**Excerpt provided**:
- Born: May 28, 1988 (age 38) Oregon, U.S.
- Education: Brigham Young University (BA); American University (MA);
- Occupations: YouTuber; filmmaker; journalist;
- Spouse: Iz Harris
- Children: 2

YouTube information
- Channel: Johnny Harris;
- Years active: 2011–present
- Genres: International affairs; history; geography;
- Subscribers: 7.59 million
- Views: 1.18 billion
- Website: www.johnnyharris.ch

= Johnny Harris (journalist) =

American YouTuber and filmmaker (born 1988)

Johnny Harris (born May 28, 1988) is an American YouTuber, filmmaker, and independent journalist based in Washington, D.C. He is known for producing the Borders series for the left-leaning news website Vox and for his personal YouTube channel. His work, which uses a fast-paced, visually-driven style to explain topics in history and international affairs, has drawn criticism for alleged oversimplification, factual inaccuracies, and conflicts of interest.

==Early life==
Harris was raised as a member of the Church of Jesus Christ of Latter-day Saints in a small town in Oregon. He graduated from Ashland High School, in Ashland, Oregon. He served a two-year mission in Tijuana, Mexico, and identified as a devout Mormon but has since left the church. Harris holds a Bachelor of Arts in international relations and affairs from Brigham Young University (2013) and a Master of Arts in international peace and conflict resolution from American University (2016).

==Career==
===Vox and The New York Times===
From 2017 to 2019, Harris produced and hosted Borders, a documentary short film series for Vox that profiled sociopolitical issues in various border regions worldwide. The series was twice nominated for an Emmy Award. It was cancelled in 2020 due to budgeting considerations.

Stored items
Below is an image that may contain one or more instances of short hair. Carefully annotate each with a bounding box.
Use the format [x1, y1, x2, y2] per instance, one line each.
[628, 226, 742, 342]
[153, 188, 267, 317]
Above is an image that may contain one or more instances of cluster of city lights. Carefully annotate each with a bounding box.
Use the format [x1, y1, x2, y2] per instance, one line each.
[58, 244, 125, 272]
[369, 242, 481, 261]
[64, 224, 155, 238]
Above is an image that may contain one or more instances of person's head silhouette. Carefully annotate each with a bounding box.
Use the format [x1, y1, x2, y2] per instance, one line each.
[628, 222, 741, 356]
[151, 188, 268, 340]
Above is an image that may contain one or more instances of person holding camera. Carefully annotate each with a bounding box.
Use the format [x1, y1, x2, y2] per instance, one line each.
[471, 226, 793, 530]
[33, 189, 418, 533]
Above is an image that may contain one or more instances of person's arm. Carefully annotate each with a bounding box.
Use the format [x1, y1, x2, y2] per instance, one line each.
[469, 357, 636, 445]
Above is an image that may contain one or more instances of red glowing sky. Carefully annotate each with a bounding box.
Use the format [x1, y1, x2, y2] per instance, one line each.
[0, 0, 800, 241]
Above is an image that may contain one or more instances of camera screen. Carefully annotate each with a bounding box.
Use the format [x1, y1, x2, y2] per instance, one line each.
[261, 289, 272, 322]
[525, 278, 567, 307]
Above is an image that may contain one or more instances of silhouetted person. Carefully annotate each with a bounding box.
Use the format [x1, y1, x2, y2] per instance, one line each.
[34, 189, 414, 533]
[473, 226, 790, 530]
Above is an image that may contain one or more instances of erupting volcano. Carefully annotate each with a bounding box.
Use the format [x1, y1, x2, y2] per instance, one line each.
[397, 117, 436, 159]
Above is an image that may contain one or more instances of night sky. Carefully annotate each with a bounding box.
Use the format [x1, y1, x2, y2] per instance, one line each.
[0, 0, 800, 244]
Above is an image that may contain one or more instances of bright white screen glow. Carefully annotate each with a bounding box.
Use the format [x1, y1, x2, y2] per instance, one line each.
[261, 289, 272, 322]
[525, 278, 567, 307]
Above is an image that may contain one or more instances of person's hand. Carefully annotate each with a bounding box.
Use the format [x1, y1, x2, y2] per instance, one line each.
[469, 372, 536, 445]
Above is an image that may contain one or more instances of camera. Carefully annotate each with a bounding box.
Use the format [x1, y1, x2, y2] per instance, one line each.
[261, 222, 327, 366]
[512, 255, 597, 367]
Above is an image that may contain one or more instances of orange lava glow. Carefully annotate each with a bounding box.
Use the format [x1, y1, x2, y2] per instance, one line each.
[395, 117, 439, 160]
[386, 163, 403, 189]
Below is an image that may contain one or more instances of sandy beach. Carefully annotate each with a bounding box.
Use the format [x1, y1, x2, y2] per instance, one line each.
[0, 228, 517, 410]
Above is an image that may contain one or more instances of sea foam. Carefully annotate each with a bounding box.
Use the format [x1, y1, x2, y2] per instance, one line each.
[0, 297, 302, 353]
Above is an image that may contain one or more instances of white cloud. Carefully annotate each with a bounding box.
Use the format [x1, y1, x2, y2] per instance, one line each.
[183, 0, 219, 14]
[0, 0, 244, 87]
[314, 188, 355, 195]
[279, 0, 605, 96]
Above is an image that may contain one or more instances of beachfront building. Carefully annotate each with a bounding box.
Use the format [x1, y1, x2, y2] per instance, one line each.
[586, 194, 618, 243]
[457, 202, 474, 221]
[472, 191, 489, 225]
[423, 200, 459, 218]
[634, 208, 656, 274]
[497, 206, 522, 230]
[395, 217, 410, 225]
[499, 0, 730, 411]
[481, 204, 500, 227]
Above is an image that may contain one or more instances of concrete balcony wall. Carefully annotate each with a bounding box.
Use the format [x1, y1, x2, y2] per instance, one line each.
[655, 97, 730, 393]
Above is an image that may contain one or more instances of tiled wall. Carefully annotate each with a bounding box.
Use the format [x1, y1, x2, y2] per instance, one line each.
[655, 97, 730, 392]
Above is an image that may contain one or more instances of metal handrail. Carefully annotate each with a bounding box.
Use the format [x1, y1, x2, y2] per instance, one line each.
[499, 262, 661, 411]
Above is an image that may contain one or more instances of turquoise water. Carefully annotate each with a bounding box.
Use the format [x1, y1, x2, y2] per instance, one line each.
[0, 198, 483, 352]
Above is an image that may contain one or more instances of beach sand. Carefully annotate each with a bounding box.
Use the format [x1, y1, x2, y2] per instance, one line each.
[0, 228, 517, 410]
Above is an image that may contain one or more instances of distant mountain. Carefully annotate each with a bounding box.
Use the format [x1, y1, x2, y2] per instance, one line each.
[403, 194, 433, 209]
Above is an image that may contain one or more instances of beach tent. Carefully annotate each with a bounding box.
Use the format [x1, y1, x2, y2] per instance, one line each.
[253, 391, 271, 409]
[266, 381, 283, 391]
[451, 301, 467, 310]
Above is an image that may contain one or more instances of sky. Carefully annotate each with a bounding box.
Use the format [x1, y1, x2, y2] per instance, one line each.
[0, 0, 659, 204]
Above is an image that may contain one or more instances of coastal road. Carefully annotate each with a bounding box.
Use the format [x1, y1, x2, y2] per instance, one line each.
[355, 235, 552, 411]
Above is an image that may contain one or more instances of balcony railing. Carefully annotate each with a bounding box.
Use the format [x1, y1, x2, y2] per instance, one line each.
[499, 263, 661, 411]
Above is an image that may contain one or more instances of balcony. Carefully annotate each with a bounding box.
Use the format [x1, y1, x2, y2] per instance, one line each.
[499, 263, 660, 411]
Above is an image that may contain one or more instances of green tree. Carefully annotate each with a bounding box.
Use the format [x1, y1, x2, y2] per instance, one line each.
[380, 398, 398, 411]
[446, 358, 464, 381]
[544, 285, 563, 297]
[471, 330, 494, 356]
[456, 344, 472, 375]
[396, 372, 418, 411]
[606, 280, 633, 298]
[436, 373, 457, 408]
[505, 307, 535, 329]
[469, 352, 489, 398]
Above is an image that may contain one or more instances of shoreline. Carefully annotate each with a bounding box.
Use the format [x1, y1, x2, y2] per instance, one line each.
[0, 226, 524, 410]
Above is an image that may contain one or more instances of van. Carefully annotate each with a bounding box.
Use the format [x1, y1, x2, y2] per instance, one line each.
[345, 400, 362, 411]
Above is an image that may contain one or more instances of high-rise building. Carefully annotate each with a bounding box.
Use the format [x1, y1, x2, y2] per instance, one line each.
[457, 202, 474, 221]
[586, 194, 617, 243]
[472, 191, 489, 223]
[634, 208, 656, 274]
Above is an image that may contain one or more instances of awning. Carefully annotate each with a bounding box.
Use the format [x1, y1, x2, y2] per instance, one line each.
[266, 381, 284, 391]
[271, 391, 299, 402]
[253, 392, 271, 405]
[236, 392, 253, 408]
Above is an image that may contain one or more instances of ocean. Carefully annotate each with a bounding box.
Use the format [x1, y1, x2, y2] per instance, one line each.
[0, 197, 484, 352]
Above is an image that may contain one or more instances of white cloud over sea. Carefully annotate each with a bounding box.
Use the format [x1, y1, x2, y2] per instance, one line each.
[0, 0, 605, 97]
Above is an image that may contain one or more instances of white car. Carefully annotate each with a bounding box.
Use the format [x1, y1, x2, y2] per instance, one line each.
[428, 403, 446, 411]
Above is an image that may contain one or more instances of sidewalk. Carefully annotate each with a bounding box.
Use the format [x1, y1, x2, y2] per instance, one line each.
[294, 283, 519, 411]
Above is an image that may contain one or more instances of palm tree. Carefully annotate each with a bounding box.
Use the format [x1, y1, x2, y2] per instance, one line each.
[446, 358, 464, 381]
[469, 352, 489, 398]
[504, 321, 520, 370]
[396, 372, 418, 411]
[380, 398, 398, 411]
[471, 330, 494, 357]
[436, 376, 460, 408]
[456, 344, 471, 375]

**Task instructions**:
1 - According to the article on Johnny Harris, from which university did he receive his Master of Arts?
2 - Summarize the article on Johnny Harris in two sentences.
The stored items have no connection to the text above them.

**Per-task answers**:
1 - American University, in 2016.

2 - Johnny Harris is an American YouTuber, filmmaker, and independent journalist based in Washington, D.C., known for his personal YouTube channel and for producing Vox's Borders series, which was twice nominated for an Emmy Award. Raised in the Church of Jesus Christ of Latter-day Saints in Oregon, he holds degrees from Brigham Young University and American University, and his fast-paced, visually driven work has drawn criticism for alleged oversimplification, factual inaccuracies, and conflicts of interest.